Source passage:
▶

Late 2019 I came upon a collection of industry journals tailored towards the study of gemstones. It was this quarterly publication called Gem and Gemology Magazine - It was full of dry articles about refraction, clarity, industry news and mineral discoveries around the world. What stood out to me however were the printed images. I’ve collected found images my entire adult life and if I see something I like I keep it. I went through 60 years worth of the periodical during the first lockdown. Occupied with the horror of the pandemic, I saved the images and didn’t revisit them for nearly five years. When I did eventually go digging into the collection, I was struck by how the images looked like blended up New York School paintings from the late 50s - this lined up well with catalogues I was revisiting at the time.
The images that stood out were taken using a technique called Thin-section Petrography - Geologist cut thin slices of rock and minerals and polish them down thinner than a hair, they shine polarized light under a microscope to study the composition of the materials. A practical technique which produces images as intricate as photos of deep space.
The similarities between the photographs of these mineral worlds and images produced by observing far away galaxies scratched at a truth that I hold close - The observable world in its entirety follows a behavior and design that spirals out from the smallest of things. Reality has an interior - like a spirit living in a body, there is something dynamic and undying inside.
I made contact with a geologist at CUNY New Paltz and was generously invited to come use the laboratory - after a brief demonstration I spent the day generating microscopic images of rocks. I took one of the photos from that day and made a painting called John Candy.
Now John Candy was the first famous person I remember knowing was dead. He died in his sleep at a hotel in Durango Mexico in 94 while filming a movie called Wagon Train. He was often cast as the sympathetic ordinary, or the fool, and was a disarming feature in films - He served as relief and levity or a chaotic force to be reckoned with. His face and voice hang on the laths of my inner child’s mind.
When thinking about what metaphors appear between the interior of all things and reality at large, I found it natural to think of him. If you’re painting from a photograph of a hidden world you are framing something essentially unseeable. When you bring to mind the memory of someone gone you’re doing something similar. if there is an interior to all material things then could there be an interior to the immaterial such as the living memory of a dead man?
The fun is asking a painting to be a metaphor for the soul of a rock and in the same breath an avatar for the soul of a man.

◀

Material provided:
▶

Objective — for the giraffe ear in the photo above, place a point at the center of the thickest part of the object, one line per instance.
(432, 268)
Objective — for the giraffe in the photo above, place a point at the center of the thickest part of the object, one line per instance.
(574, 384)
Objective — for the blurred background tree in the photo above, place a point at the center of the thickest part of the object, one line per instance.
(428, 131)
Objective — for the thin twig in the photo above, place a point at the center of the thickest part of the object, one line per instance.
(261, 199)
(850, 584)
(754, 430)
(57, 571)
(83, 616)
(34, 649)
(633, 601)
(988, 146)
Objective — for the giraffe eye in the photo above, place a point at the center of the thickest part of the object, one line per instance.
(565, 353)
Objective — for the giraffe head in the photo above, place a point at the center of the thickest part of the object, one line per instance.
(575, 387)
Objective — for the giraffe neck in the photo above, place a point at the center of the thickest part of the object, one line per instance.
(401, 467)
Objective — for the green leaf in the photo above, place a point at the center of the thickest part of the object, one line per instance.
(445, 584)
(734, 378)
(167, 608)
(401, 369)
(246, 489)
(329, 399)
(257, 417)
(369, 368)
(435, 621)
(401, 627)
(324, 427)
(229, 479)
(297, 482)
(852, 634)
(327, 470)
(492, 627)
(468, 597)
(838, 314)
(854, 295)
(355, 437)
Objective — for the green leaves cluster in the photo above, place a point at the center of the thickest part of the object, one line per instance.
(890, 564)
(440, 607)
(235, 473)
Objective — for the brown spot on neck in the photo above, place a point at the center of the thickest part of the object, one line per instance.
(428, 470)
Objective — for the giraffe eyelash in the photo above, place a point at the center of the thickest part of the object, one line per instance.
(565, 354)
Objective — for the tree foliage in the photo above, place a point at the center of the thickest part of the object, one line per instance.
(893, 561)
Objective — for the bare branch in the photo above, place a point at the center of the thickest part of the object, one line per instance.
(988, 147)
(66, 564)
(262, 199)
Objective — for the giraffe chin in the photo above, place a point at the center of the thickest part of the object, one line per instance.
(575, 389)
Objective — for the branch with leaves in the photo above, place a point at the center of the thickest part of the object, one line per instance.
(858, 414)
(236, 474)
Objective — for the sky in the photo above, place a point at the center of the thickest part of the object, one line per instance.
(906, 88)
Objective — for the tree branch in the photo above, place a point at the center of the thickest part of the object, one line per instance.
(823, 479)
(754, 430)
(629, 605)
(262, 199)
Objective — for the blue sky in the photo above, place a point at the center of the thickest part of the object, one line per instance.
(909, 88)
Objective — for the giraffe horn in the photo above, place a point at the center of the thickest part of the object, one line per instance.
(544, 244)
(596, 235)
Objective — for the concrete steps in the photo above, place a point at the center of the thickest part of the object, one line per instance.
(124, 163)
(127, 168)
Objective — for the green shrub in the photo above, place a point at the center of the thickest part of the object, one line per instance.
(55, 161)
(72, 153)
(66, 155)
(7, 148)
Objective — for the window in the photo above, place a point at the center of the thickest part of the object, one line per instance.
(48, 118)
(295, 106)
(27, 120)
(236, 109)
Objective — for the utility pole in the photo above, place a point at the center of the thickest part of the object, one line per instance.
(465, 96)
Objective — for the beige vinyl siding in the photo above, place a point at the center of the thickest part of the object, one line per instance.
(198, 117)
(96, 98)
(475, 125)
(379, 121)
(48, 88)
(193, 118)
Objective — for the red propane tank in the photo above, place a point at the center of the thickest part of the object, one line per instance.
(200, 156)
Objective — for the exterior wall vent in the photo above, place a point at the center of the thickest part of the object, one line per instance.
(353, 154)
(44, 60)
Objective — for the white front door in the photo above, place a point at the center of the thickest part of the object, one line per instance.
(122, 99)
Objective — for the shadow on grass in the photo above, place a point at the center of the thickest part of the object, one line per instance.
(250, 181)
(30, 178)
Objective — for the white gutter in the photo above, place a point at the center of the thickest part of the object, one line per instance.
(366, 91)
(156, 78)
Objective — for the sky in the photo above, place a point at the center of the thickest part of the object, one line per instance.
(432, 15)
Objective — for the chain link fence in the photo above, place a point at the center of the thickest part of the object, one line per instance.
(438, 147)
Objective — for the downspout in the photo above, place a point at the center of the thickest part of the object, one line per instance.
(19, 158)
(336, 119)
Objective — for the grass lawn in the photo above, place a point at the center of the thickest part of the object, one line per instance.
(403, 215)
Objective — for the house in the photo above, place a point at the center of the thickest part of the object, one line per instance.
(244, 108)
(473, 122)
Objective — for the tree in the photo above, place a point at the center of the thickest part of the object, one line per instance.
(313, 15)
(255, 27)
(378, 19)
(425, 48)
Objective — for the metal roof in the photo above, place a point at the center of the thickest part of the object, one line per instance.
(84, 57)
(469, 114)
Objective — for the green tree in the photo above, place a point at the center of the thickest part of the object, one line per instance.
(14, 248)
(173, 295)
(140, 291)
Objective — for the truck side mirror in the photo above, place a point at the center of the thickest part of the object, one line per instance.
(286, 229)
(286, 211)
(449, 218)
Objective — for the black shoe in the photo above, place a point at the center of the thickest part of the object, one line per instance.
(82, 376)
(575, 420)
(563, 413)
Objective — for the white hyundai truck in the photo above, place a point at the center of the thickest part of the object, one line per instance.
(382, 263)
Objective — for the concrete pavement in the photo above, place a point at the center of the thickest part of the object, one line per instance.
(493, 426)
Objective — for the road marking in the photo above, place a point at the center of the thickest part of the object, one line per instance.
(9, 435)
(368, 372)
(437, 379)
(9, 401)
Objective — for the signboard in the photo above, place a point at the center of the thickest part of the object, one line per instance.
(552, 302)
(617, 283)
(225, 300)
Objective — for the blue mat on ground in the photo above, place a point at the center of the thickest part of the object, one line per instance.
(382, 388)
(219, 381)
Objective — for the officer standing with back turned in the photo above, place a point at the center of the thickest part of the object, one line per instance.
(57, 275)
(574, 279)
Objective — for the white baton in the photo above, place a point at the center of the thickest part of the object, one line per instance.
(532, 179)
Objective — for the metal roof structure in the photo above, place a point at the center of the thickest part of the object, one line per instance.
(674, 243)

◀

Work order:
Output the essay's text starting at "The images that" and ending at "of deep space.". The data has no connection to the essay.

Expected answer:
The images that stood out were taken using a technique called Thin-section Petrography - Geologist cut thin slices of rock and minerals and polish them down thinner than a hair, they shine polarized light under a microscope to study the composition of the materials. A practical technique which produces images as intricate as photos of deep space.